### WHAT TO DO
Extract the full set of records, then give each one again exactly.

Coordinate annotation records
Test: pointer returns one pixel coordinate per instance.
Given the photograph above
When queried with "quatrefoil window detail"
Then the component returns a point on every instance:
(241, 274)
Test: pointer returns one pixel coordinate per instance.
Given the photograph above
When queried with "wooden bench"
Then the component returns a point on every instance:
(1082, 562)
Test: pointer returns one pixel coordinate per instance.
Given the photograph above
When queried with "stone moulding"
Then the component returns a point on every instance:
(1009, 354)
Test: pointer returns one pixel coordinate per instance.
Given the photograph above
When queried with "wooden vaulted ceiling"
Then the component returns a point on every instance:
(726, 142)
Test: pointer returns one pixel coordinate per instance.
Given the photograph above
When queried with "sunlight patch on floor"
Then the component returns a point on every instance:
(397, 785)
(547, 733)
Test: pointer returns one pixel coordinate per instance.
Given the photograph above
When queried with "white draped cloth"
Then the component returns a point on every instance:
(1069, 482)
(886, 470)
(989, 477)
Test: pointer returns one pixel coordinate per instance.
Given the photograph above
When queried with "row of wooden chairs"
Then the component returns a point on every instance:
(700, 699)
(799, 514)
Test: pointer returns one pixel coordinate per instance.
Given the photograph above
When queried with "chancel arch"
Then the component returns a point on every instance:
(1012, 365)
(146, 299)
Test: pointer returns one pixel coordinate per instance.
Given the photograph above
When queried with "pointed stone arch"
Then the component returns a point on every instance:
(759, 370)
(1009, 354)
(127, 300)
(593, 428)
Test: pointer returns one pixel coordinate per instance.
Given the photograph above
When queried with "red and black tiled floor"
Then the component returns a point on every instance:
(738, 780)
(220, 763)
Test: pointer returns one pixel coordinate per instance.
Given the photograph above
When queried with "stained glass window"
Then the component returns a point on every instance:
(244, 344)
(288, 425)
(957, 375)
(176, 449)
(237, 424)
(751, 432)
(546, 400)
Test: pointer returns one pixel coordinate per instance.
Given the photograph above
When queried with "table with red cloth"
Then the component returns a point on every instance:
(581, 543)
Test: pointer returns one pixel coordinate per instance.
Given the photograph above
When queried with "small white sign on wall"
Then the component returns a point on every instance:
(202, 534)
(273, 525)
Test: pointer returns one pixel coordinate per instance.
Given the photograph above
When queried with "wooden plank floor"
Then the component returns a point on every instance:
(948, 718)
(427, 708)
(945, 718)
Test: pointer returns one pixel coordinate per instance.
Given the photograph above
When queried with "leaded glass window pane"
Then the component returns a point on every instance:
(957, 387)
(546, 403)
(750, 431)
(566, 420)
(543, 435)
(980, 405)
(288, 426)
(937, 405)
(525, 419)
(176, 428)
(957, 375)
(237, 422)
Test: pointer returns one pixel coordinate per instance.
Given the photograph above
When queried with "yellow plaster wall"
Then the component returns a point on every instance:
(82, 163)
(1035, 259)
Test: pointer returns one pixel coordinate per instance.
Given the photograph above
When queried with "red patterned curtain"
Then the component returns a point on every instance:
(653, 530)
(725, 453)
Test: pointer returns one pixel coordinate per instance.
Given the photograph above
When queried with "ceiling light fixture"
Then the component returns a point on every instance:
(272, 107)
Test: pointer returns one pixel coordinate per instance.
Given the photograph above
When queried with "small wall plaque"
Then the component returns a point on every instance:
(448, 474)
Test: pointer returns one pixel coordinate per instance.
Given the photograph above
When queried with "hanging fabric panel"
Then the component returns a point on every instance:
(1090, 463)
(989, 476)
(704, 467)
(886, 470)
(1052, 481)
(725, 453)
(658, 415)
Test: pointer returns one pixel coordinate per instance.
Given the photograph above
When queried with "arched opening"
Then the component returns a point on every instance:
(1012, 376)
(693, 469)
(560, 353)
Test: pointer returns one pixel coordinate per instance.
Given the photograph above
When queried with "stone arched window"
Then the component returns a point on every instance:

### SOLUTION
Test: pointer returns one pixel coordinate per instance.
Given the photograph above
When queried with "quatrefoil window detail"
Then the component returns a point on every instance:
(241, 274)
Test: pointer returns one pixel coordinate per instance.
Given the photograph above
When queried with "wooden bench"
Then the component returns a point on every instance:
(1082, 562)
Test: pointer returns one pixel coordinate per instance.
Given the photograph above
When queried with "stone moulding"
Then the component returns a point on every instance:
(1009, 354)
Test: pointer returns one pixel coordinate per instance.
Given the photograph above
When queried with "wooden vaulted ceiling"
Then the component returns a point on every instance:
(726, 142)
Test: pointer returns one pixel coordinate per instance.
Given the photograph above
When queried with "sunlight patch on floor"
Then the component returns a point on every instance:
(397, 785)
(547, 733)
Test: pointer returns one pixel coordinate per instance.
Given the photograph above
When queried with "white draped cloth"
Then the component returns a point on every instance:
(1069, 482)
(886, 470)
(989, 477)
Test: pointer returns one pixel coordinate per instance.
Given the photograph above
When queried with "row of wooden chairs"
Then the component returns a point on every instance:
(700, 699)
(799, 514)
Test: pointer returns one pixel coordinate per instance.
Given the photograph above
When queried with "chancel arch"
Then the component returns a point on every instance:
(1012, 365)
(146, 299)
Test: pointer returns one pixel coordinate per instance.
Given the photograph above
When queried with "pointed stone arch"
Then the component returns a point on every instance:
(759, 370)
(1009, 354)
(127, 300)
(593, 428)
Test: pointer returns one pixel coordinate per instance.
Given the photograph above
When queried with "red and black tiled floor"
Then the component returns a point on every instance:
(738, 780)
(220, 763)
Test: pointer returns one pixel coordinate per instance.
Given the photograph above
When queried with "stained glass window"
Then the component returns a point on every instance:
(244, 344)
(288, 425)
(957, 375)
(176, 449)
(237, 424)
(751, 432)
(546, 400)
Test: pointer returns one pixel coordinate per instance.
Given the photograph above
When queried with "table with red cloth"
Then the component returns a point on every instance:
(581, 543)
Test: pointer returns one pixel coordinate per instance.
Given the photograph above
When queried with "small white sign on wall"
Then the component returns a point on every instance:
(202, 534)
(273, 525)
Test: pointer returns one pixel coordinate per instance.
Given the photograph above
When queried with "wooden plank floor"
Then the component returns a point on every instance:
(948, 718)
(427, 708)
(945, 718)
Test: pointer returns one pixel coordinate per instance.
Given the photograph above
When queried with "leaded glass window pane"
Then the component returns a point on every instance:
(957, 387)
(546, 403)
(750, 431)
(566, 420)
(543, 435)
(980, 405)
(288, 426)
(937, 405)
(525, 419)
(176, 428)
(957, 375)
(237, 422)
Test: pointer returns one pixel coordinate per instance.
Given the photograph above
When queried with "yellow plaster wall"
Then the component returns a point on every instance:
(82, 163)
(1035, 259)
Test: pointer returns one pixel coordinate per instance.
Given the photograph above
When queried with "red patterned curtain"
Then the component returns a point on every instance:
(653, 530)
(725, 453)
Test: pointer returns one pixel coordinate per instance.
Given the photograph above
When queried with "ceiling light fixture"
Then the component returns a point on every instance:
(272, 107)
Test: pointer returns one pixel coordinate per instance.
Given the photograph above
When queried with "small wall plaque"
Then the component returns a point on every instance:
(448, 474)
Test: pointer returns one pixel coordinate per instance.
Given the photograph above
When queried with "hanging fabric panel"
Then the component returns a point on every instance:
(1090, 463)
(989, 476)
(704, 467)
(886, 470)
(1052, 481)
(725, 453)
(658, 415)
Test: pointer returns one pixel coordinate per instance.
Given the photograph above
When queried with "arched opening"
Then the component returns a point on every instance:
(1012, 376)
(693, 469)
(560, 353)
Test: pointer returns one pixel coordinate per instance.
Given the photograph above
When queried with "stone arched window"
Then the component returns a point on every instance:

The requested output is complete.